Activity: Rewrite the lines from the start of the lines through the one holding "negative clicks: (336, 188) (238, 247)", both included, changing "clicks" to "points" and keeping everything else the same.

Material shown:
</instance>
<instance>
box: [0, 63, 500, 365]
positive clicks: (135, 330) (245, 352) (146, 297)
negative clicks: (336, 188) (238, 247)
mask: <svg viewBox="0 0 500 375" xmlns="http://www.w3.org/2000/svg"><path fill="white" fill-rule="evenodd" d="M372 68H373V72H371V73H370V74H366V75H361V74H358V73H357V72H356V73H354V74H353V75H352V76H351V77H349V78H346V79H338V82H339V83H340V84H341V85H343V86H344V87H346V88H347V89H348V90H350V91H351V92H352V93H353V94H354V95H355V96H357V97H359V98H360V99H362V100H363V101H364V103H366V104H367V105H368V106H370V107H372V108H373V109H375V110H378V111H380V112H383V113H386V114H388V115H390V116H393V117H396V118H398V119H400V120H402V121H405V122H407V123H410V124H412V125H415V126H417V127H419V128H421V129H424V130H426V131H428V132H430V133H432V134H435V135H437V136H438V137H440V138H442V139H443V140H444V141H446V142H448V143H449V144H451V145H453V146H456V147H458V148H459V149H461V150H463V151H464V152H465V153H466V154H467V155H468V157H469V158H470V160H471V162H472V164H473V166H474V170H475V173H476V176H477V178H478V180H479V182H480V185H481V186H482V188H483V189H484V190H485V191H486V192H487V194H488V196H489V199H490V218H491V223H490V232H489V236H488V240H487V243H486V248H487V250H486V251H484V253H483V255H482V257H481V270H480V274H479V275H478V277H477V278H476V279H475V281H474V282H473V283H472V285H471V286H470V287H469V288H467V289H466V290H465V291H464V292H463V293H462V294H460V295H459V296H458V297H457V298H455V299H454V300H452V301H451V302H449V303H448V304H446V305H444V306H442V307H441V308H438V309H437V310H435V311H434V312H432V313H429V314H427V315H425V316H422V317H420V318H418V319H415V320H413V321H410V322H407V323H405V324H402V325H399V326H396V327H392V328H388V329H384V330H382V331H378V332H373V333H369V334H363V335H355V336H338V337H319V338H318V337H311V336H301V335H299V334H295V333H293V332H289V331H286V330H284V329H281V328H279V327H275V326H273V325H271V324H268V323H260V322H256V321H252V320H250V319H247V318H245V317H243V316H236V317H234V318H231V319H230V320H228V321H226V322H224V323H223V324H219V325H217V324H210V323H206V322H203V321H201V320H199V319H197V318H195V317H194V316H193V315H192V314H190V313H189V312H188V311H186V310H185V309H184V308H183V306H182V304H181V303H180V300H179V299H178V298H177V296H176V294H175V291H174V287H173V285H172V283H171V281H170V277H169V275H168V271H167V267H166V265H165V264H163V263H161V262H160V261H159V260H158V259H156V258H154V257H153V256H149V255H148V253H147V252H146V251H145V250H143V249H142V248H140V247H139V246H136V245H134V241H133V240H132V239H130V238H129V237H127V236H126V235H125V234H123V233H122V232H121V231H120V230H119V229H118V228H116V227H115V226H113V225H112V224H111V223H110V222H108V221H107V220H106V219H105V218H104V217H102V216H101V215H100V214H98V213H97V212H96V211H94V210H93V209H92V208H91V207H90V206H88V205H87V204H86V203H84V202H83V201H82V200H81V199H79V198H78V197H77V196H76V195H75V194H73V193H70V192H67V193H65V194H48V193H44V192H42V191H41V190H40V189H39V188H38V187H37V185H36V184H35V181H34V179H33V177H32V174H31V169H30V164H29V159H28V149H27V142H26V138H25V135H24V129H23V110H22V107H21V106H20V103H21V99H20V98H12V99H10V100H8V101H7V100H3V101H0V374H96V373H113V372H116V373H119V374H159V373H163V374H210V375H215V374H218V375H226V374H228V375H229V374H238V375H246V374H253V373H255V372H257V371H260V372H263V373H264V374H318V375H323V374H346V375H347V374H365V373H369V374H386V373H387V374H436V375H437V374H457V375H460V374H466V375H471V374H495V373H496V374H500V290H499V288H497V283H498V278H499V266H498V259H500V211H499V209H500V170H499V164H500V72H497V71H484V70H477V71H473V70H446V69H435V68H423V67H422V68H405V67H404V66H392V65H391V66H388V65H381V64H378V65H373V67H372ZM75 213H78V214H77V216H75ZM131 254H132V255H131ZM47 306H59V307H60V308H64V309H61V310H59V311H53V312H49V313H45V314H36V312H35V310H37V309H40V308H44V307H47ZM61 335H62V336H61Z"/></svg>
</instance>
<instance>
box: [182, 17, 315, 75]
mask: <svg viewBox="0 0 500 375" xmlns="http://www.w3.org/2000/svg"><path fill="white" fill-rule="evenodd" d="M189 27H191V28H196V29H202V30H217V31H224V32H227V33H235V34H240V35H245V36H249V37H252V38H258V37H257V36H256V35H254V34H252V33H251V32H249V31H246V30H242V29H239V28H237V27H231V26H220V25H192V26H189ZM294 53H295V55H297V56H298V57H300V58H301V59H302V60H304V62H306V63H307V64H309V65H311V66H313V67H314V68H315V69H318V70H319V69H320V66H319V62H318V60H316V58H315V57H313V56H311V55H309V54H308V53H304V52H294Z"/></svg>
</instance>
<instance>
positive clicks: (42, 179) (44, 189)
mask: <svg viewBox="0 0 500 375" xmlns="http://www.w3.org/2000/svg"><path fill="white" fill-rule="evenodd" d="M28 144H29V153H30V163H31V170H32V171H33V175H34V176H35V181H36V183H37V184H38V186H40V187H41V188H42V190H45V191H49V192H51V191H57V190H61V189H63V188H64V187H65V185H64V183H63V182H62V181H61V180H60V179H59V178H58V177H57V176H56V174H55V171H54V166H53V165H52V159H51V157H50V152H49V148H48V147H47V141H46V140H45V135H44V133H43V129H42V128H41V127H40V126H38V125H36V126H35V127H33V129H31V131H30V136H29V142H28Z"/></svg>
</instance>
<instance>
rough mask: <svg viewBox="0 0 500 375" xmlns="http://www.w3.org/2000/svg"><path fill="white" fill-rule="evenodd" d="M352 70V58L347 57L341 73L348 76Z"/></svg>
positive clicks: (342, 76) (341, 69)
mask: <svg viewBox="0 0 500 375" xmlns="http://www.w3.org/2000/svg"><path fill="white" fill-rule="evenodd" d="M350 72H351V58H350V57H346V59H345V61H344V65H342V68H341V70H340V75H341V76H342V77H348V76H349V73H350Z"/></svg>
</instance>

Response:
</instance>
<instance>
box: [0, 63, 500, 365]
positive points: (135, 330) (245, 352) (146, 297)
negative points: (336, 188) (238, 247)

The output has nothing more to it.